(Beginning of Available data)

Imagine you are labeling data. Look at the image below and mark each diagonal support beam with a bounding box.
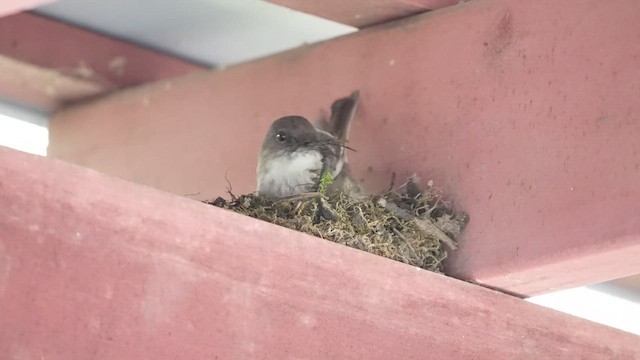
[1,145,638,359]
[0,13,205,110]
[48,0,640,296]
[268,0,459,28]
[0,54,106,110]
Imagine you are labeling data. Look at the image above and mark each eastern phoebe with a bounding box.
[257,91,360,198]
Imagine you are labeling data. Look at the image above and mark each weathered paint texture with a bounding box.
[48,0,640,295]
[0,0,55,17]
[1,146,639,359]
[268,0,458,27]
[0,13,204,109]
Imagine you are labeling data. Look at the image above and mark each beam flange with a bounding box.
[0,54,106,110]
[1,145,638,359]
[268,0,458,27]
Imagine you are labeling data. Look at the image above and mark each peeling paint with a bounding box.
[108,56,127,77]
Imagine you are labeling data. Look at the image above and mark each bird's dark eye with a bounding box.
[275,132,287,142]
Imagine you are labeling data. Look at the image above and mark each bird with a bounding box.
[257,91,360,198]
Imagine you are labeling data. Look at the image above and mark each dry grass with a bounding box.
[206,176,468,273]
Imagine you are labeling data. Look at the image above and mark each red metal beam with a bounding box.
[0,13,205,110]
[268,0,458,28]
[48,0,640,296]
[0,55,106,110]
[0,0,55,17]
[1,145,638,359]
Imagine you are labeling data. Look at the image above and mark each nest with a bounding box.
[205,176,468,273]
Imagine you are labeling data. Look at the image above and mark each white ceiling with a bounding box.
[35,0,357,67]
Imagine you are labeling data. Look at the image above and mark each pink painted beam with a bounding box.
[48,0,640,296]
[0,0,55,17]
[0,13,205,110]
[1,146,638,359]
[0,55,106,110]
[268,0,458,28]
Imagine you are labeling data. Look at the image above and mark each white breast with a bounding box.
[257,150,323,197]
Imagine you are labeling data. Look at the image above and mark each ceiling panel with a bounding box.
[35,0,356,67]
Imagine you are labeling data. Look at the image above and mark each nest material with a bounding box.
[206,176,468,273]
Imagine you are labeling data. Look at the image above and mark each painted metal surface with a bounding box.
[0,0,55,17]
[1,146,638,359]
[268,0,459,27]
[48,0,640,296]
[0,54,105,110]
[0,13,204,110]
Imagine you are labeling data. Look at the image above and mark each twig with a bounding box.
[379,199,413,220]
[386,171,397,193]
[426,197,442,216]
[413,218,458,250]
[383,177,412,196]
[224,169,236,200]
[275,192,321,202]
[392,227,419,260]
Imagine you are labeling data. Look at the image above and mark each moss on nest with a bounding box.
[205,176,468,273]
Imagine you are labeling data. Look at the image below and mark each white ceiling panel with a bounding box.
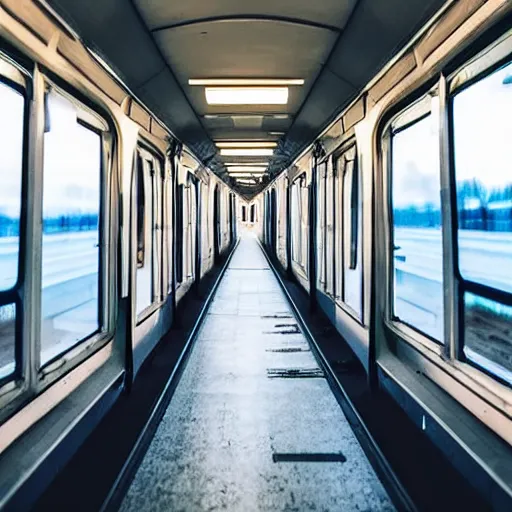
[134,0,357,31]
[155,20,337,83]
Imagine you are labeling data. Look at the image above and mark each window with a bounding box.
[389,97,443,342]
[241,205,247,222]
[452,58,512,383]
[166,172,173,294]
[135,146,163,316]
[176,184,184,284]
[0,79,24,380]
[135,155,153,315]
[334,146,363,319]
[183,180,196,280]
[41,90,102,364]
[250,204,256,223]
[291,175,308,272]
[317,162,327,287]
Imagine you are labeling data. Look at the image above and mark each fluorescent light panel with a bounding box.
[190,78,304,86]
[225,162,268,166]
[229,173,262,178]
[220,148,273,156]
[227,166,267,173]
[215,141,277,149]
[206,87,288,105]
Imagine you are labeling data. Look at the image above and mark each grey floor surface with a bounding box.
[120,234,394,512]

(End of Available data)

-- Work task --
What's needed is an exact retyping of the records, pictures excluded.

-- Your solution --
Imagine you are labeling data. Look at the image below and mark each diagonal support beam with a bounding box.
[1,145,638,359]
[0,13,205,110]
[48,0,640,296]
[268,0,459,28]
[0,54,106,110]
Imagine you are labeling data. Look at the image above and mark each eastern phoebe with a bounding box.
[257,91,360,198]
Imagine you are labeling data. Look at the image above and mark each weathered paint texture with a bounding box.
[48,0,640,295]
[0,0,55,17]
[1,146,639,359]
[268,0,458,27]
[0,13,204,109]
Imagine you are labeling data. Look at the image above and mark each beam flange with a bounding box.
[0,54,106,110]
[1,145,638,359]
[268,0,458,27]
Imagine you are labeling data. Look at the image above and mark each peeling paint with a bounding box.
[108,56,127,77]
Imagine you are labeling data. Look at the image above and mark each bird's dark eye with a bounding box.
[275,132,287,142]
Imagine you are labeling data. Look at the image above and mark each bird with a bounding box.
[257,91,360,198]
Imagine you are labeling data. Look at the image above and mark each dry grass with a bounding box.
[206,176,468,273]
Imagine you are labeling data. Look at the image above and mark each red metal beam with a bounding box.
[0,13,205,110]
[268,0,458,28]
[48,0,640,296]
[0,55,106,110]
[0,0,55,17]
[1,145,638,359]
Imagine you are labeling data. Look at the image above and mark each nest with a bounding box.
[205,176,468,273]
Imagine you are labeling data. Look at the image above and mark each white ceiling with a bounding box.
[35,0,357,67]
Imagine you are labeling data. Look at the image above and mark each pink painted beam with a bounding box.
[48,0,640,296]
[0,0,55,17]
[0,13,205,110]
[1,146,638,359]
[0,55,106,110]
[268,0,458,28]
Imagine you are labeling data. Look at the image above and mark each white breast with a bounding box.
[257,150,323,197]
Imagine you are labeling data. Look at the image above and mark each ceiling panel with a bounding box.
[35,0,356,67]
Imagine you are labeling data. Look at the image above and mark each nest material with a bounding box.
[206,176,468,273]
Imagine you are labeling data. Look at the image above and mark each painted metal surface with a bounding box.
[0,0,55,17]
[1,146,638,359]
[268,0,459,27]
[48,0,640,296]
[0,54,105,110]
[0,13,204,110]
Imagine you are labeling data. Look at the image above and mark each twig with a bounding box.
[379,199,413,220]
[386,171,397,193]
[426,197,442,216]
[413,218,458,250]
[383,177,412,196]
[224,169,236,200]
[275,192,321,202]
[392,227,419,260]
Imagine you are labeling data. Look at the image above and mark each moss on nest with a bounding box.
[205,176,468,273]
Imagine you are labeling data. Look at the image below and mark each white ceiling panel with a bounding box.
[134,0,357,31]
[155,20,337,83]
Imagine you are labeling data. Look at the image above and mark each window with a bounding box.
[389,97,443,342]
[241,205,247,222]
[452,58,512,383]
[166,172,173,294]
[135,146,163,316]
[176,184,184,284]
[0,79,24,380]
[135,155,153,315]
[334,146,363,319]
[183,180,196,280]
[41,90,102,364]
[250,204,256,223]
[291,175,308,272]
[317,162,327,287]
Imagine you are labeling data. Look at the image above and mark each fluorescent light panel with a bounding box.
[190,78,304,86]
[225,162,268,166]
[229,173,262,178]
[220,148,273,156]
[227,166,267,173]
[215,141,277,149]
[206,87,288,105]
Imagine you are labeling data. Look at the image above and mark each grey floor surface with a bounding box.
[120,234,394,512]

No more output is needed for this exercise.